_Source text:_

------------------------------------------------------------

The Sabin vaccine, formally known as the Oral Polio Vaccine (OPV), represents one of the most significant public health achievements of the 20th century. Developed by virologist Dr. Albert Sabin, it was introduced in the early 1960s and quickly became the primary weapon against poliomyelitis, a debilitating disease that once paralyzed hundreds of thousands of children annually. The use of this vaccine in mass immunization campaigns dramatically reduced the incidence of polio worldwide and brought the disease to the brink of eradication. Dr. Sabin refused commercial exploitation of his discovery, ensuring the vaccine could be produced at a low cost and remain accessible for global health initiatives.
How the Sabin Vaccine Works
The Sabin vaccine is classified as a live, attenuated vaccine. It contains a weakened form of the poliovirus that is still alive but modified to lose its ability to cause paralysis. The live virus is administered orally, typically as drops given to children, mimicking a natural infection within the gastrointestinal tract, the primary site of poliovirus entry. The attenuated virus replicates in the intestine, stimulating a robust local immune response that generates antibodies, including secretory Immunoglobulin A (IgA).

------------------------------------------------------------

_Problem set:_
(A) According to the Sabin vaccine text, how is the live virus given?
(B) List every name the Sabin vaccine text uses for the vaccine itself.
(C) Write out everything in the Sabin vaccine text from "The Sabin vaccine, formally" down to "global health initiatives.", and switch "children" to "infants".

------------------------------------------------------------

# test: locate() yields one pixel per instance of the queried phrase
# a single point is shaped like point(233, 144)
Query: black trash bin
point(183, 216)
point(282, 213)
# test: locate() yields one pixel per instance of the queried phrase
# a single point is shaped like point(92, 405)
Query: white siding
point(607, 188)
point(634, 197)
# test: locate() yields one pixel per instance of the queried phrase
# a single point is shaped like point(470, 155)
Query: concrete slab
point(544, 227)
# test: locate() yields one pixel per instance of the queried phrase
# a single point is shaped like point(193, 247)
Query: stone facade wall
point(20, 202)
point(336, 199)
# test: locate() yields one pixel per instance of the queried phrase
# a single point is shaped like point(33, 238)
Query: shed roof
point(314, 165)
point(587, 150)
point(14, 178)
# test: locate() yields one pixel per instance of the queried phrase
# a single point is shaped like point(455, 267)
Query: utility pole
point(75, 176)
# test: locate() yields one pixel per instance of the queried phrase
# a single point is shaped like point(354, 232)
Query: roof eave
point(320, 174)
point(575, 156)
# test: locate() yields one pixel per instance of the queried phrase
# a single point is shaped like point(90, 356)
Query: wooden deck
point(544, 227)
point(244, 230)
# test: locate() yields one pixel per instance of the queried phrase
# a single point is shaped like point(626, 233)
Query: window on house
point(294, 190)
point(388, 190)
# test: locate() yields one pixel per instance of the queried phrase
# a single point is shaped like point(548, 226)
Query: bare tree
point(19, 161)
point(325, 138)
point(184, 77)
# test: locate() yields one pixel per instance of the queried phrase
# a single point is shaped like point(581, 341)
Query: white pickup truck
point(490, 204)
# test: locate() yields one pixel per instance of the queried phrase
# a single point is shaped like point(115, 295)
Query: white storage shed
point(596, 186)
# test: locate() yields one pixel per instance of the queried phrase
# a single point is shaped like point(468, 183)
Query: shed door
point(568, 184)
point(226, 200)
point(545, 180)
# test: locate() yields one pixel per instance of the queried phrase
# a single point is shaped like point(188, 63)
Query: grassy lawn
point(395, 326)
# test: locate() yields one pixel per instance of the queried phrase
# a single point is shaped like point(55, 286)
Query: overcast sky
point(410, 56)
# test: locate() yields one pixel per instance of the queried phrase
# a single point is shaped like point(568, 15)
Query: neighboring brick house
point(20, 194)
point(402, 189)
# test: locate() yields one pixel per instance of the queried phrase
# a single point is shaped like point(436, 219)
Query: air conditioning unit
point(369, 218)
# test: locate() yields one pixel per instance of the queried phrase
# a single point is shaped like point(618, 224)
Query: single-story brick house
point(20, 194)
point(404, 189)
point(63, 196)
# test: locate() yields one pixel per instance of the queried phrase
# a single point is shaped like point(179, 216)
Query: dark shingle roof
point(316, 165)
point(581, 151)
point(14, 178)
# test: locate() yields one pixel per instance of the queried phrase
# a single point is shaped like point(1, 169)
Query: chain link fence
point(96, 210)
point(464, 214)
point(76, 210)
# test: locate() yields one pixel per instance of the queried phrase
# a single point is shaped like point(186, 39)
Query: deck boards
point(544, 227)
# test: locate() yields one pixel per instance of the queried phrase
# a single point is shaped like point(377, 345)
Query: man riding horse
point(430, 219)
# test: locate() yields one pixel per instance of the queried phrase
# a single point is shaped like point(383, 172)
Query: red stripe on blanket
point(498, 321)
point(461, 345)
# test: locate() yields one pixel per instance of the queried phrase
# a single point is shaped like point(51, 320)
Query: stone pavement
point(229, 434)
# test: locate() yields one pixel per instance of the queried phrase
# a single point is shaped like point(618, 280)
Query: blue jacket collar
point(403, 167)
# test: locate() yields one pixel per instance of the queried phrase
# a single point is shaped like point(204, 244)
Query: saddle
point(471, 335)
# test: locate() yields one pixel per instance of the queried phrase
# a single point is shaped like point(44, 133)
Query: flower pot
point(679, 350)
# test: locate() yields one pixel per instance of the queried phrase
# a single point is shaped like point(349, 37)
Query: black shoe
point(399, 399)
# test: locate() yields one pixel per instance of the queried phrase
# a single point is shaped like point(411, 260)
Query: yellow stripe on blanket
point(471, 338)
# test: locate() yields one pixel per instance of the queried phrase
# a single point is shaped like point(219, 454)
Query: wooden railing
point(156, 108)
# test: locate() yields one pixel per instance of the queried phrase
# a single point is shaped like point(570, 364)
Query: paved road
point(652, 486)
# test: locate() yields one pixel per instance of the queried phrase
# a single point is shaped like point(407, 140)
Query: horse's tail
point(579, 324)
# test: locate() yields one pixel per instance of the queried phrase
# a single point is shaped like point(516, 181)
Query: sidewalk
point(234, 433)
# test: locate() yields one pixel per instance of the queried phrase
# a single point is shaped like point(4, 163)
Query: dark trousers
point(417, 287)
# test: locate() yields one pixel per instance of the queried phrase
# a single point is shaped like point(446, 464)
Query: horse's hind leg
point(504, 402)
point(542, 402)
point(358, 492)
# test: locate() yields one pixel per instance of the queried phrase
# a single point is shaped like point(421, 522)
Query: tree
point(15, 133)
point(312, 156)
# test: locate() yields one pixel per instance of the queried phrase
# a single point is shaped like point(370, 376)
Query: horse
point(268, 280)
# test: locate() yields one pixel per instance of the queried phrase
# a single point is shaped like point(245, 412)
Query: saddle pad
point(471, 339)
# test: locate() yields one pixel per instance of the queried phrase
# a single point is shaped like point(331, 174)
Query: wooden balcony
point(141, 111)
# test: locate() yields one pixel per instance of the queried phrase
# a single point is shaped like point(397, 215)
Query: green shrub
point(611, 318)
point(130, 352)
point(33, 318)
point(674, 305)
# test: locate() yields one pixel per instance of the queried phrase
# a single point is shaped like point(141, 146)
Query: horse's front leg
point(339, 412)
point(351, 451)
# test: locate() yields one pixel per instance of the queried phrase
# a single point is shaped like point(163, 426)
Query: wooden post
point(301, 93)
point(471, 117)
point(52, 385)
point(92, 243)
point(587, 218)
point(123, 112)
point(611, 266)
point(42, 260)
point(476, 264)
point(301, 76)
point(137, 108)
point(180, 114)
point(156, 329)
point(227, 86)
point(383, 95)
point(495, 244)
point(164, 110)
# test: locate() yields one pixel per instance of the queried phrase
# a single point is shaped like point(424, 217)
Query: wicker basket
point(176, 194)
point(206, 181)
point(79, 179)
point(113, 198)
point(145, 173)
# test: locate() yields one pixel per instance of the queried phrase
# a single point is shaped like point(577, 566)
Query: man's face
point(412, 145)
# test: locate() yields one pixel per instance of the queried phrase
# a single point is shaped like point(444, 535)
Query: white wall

------------------------------------------------------------

_Outputs for the tasks:_
(A) It is given orally, typically as drops given to children.

(B) Sabin vaccine; Oral Polio Vaccine; OPV

(C)
The Sabin vaccine, formally known as the Oral Polio Vaccine (OPV), represents one of the most significant public health achievements of the 20th century. Developed by virologist Dr. Albert Sabin, it was introduced in the early 1960s and quickly became the primary weapon against poliomyelitis, a debilitating disease that once paralyzed hundreds of thousands of infants annually. The use of this vaccine in mass immunization campaigns dramatically reduced the incidence of polio worldwide and brought the disease to the brink of eradication. Dr. Sabin refused commercial exploitation of his discovery, ensuring the vaccine could be produced at a low cost and remain accessible for global health initiatives.